* Exercise details
Pick up the blog post and reader comments about Carnival and life in France right after their last sentence, and keep writing.

* Reading text
________________
At home the confetti fell out of every crevice of our clothing and bodies and I am sure I’ll be finding little pieces in obscure places for a long time to come.
A la prochaine…
The Adrian Leeds Group®
Adrian with her cousin, Leslie Keller
P.S. Curious about who will be presenting at next month’s Aprés-Midi? You don’t have to wait until we announce it, you can look into the future right now! Visit our Aprés-Midi page to see who will be there in 2023.
Congratulations on your new large balcony. It will make for many more hours of pleasure sitting out in the sun.
Thanks for your great photos of both festivals. It’s been years since I’ve been to either. In my first years in Paris I would go to Nice at least for a month each year. And a best friend lived in Le Cannet above Cannes. I love how easy it is and how quickly you can get anywhere and everywhere by train or bus.
Love the new look of your building and the splendid balcony you have acquired. When we were there in january, we looked at your building, but scaffolding obscured everything. Enjoy the light and soon the balcony
Thanks for all the pictures of Carnival.
One observation – I think the French” let go” when they are participating in une grève. This seems to be their happy time.
Huge thank you for allowing me to enjoy Carnival vicariously every year: GREAT photos!
Anyone non-French who has been in the audience for a concert — or anything musical really — has noticed and commented on the ability of Parisians to sit still, LOL. My theory is that their cultural heritage in music and dance does not rely on drums or hip movement; they remain upright (uptight?) and probably busy in their heads, not their bodies, appreciating the performance intellectually, rather than responding physically. Which raises the question: how did they get the reputation of being good lovers? Possibly because those sexy hip movements the rest of us employ while dancing in public are reserved only for interactions one on one in privacy and in the dark?
ACTUALLY came on to send you this. It’s one person’s report on how their nationality application test went:
GOING THROUGH A NATURALIZATION INTERVIEW
The topics may differ from interview to interview. The goal of this meeting is less to check the applicant’s knowledge of France than to evaluate their ability to explain and describe a variety of unrelated topics in French, jumping from one to the next. Being able to do this demands a good level of French as well as feeling at ease speaking it. In short, the French administration is not checking the level of French grammar so much as the fluidity and ability to converse the French way.
________________
Items from a data source:
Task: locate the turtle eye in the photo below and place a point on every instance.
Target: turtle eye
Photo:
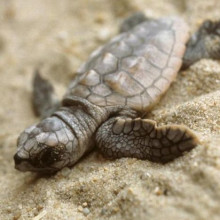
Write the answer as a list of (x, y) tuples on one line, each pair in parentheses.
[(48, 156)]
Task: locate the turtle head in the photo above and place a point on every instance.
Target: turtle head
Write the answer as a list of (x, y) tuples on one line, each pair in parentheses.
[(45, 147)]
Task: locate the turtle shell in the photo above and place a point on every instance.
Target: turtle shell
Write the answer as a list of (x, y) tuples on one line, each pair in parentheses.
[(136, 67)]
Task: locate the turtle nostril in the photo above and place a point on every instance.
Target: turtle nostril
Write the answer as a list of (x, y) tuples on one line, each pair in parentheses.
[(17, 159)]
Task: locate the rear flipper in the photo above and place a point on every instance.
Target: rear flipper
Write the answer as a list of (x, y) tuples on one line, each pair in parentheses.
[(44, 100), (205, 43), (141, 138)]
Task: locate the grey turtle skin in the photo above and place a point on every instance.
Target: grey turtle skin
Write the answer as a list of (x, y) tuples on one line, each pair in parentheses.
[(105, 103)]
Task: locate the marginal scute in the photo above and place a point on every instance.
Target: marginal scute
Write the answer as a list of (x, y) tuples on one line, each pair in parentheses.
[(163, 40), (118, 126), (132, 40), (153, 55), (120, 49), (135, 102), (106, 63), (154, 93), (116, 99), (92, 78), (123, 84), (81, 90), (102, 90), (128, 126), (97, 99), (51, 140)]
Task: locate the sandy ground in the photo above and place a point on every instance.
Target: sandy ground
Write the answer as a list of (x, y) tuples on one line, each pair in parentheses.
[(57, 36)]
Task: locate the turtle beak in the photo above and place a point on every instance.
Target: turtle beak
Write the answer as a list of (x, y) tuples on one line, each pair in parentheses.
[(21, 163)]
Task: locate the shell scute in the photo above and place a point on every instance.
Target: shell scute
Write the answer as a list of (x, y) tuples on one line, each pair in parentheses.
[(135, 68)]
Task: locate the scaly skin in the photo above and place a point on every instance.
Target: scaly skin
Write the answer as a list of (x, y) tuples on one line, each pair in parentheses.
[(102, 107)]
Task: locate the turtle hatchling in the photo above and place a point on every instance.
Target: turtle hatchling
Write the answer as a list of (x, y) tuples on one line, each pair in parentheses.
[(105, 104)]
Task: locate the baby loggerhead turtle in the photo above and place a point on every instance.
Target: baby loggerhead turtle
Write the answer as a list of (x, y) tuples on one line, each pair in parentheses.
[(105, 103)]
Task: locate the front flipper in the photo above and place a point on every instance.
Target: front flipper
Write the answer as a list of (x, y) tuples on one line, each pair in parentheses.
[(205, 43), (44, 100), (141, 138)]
________________
* Output for this task
Here is the report:
“She went over my file and all my documents and confirmed everything, asked some questions about my family and where they live, how long my contract will last if I had a CDI.
Why do you want to be French?
Do you see yourself in France in 10 years?
Are you part of any associations?
Do you own property in France or abroad?
What are the nationalities of your entourage in France?
How often do you visit your home country?
Do you still have close ties to your home country?
What cities in France have you visited?
What river goes through Paris?
What river goes through Lyon?
What is democracy and what do you think about it?
Is voting important to you?
Serving on a jury?
What is France’s currency? Describe each value.
What are the rights and duties of a French citizen?
What are the colors of the French flag?
What is the symbol of France that is a woman?
Describe the events of July 14th and why it’s an important day in French history
Describe laïcité and give your opinion of it.
What is your opinion of freedom of expression? Does it have a limit?
Who is the current prime minister?
What is the French healthcare system called? When was it started?
Name an important French person in history and why they are remarkable to you
Do you think men and women are equal in France?
How many countries are in the EU and which country just left?”
This is great! Thank you for sharing.